(Stored entries)
"""

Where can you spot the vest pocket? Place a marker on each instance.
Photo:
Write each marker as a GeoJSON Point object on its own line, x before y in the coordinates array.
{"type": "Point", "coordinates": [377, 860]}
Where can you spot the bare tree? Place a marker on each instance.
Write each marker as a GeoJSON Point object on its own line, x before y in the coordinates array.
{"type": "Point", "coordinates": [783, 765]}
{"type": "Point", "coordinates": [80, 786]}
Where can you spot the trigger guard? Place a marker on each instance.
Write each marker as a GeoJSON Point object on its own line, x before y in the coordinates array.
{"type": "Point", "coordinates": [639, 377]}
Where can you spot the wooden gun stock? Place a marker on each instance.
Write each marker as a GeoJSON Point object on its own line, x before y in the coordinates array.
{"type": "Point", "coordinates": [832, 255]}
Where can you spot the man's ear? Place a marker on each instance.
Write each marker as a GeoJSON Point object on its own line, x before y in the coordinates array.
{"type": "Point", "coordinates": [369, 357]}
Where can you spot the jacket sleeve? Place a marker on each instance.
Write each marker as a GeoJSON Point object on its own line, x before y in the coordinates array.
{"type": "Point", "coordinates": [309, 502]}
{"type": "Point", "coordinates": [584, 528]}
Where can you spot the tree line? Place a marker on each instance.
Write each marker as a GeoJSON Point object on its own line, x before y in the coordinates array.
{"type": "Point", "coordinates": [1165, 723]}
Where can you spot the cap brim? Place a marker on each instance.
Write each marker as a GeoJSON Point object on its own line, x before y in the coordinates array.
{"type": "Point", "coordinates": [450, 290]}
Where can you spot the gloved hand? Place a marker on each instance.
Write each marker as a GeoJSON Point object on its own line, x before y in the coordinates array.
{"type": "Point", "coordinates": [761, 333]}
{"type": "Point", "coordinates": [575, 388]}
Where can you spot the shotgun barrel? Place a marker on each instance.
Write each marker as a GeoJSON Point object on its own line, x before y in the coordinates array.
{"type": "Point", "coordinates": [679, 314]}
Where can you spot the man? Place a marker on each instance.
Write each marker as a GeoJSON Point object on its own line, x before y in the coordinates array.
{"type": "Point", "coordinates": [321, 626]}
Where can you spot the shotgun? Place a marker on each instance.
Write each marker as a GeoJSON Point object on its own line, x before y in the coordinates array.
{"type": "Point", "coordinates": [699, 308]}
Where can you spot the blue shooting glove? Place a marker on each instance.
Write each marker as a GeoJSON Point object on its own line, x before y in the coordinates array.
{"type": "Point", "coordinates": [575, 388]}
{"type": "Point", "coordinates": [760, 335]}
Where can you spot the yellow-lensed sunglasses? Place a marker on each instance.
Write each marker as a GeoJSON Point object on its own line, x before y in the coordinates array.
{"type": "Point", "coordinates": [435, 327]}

"""

_TASK PROMPT_: Arrange the records above as a JSON array of strings with one string per line, and leave out any blank lines.

_RESULT OF THE TASK_:
[
  "Where can you spot the vest pocket? Place a marker on each instance.",
  "Photo:",
  "Write each marker as a GeoJSON Point object on its own line, x before y in the coordinates array.",
  "{\"type\": \"Point\", \"coordinates\": [377, 860]}",
  "Where can you spot the bare tree? Place a marker on each instance.",
  "Write each marker as a GeoJSON Point object on its own line, x before y in the coordinates array.",
  "{\"type\": \"Point\", \"coordinates\": [783, 765]}",
  "{\"type\": \"Point\", \"coordinates\": [80, 786]}",
  "Where can you spot the trigger guard? Place a marker on each instance.",
  "Write each marker as a GeoJSON Point object on its own line, x before y in the coordinates array.",
  "{\"type\": \"Point\", \"coordinates\": [639, 377]}",
  "Where can you spot the wooden gun stock? Place a marker on each instance.",
  "Write each marker as a GeoJSON Point object on its own line, x before y in the coordinates array.",
  "{\"type\": \"Point\", \"coordinates\": [832, 255]}",
  "Where can you spot the man's ear? Place a marker on each instance.",
  "Write each marker as a GeoJSON Point object on its own line, x before y in the coordinates array.",
  "{\"type\": \"Point\", \"coordinates\": [369, 357]}",
  "Where can you spot the jacket sleeve? Place a marker on each instance.",
  "Write each marker as a GeoJSON Point object on its own line, x before y in the coordinates array.",
  "{\"type\": \"Point\", \"coordinates\": [309, 502]}",
  "{\"type\": \"Point\", \"coordinates\": [584, 528]}",
  "Where can you spot the tree line? Place a marker on each instance.",
  "Write each marker as a GeoJSON Point object on its own line, x before y in the coordinates array.",
  "{\"type\": \"Point\", \"coordinates\": [1165, 723]}",
  "Where can you spot the cap brim? Place a marker on each instance.",
  "Write each marker as a GeoJSON Point object on its own line, x before y in the coordinates array.",
  "{\"type\": \"Point\", \"coordinates\": [450, 290]}",
  "Where can you spot the gloved hand? Place a marker on each instance.",
  "Write each marker as a GeoJSON Point object on its own line, x before y in the coordinates array.",
  "{\"type\": \"Point\", \"coordinates\": [761, 333]}",
  "{\"type\": \"Point\", \"coordinates\": [575, 388]}",
  "Where can you spot the shotgun barrel? Place a marker on each instance.",
  "Write each marker as a GeoJSON Point object on its own line, x before y in the coordinates array.",
  "{\"type\": \"Point\", \"coordinates\": [679, 314]}",
  "Where can you spot the man? Place a marker on each instance.",
  "Write each marker as a GeoJSON Point object on its own line, x before y in the coordinates array.",
  "{\"type\": \"Point\", \"coordinates\": [321, 626]}",
  "Where can you spot the shotgun? Place a marker on each instance.",
  "Write each marker as a GeoJSON Point object on its own line, x before y in the coordinates array.",
  "{\"type\": \"Point\", \"coordinates\": [699, 308]}",
  "Where can you spot the blue shooting glove? Place a marker on each instance.",
  "Write each marker as a GeoJSON Point object on its own line, x before y in the coordinates array.",
  "{\"type\": \"Point\", \"coordinates\": [575, 388]}",
  "{\"type\": \"Point\", \"coordinates\": [760, 335]}",
  "Where can you spot the yellow-lensed sunglasses? Place a marker on each instance.",
  "Write each marker as a GeoJSON Point object on its own line, x before y in the coordinates array.",
  "{\"type\": \"Point\", \"coordinates\": [435, 327]}"
]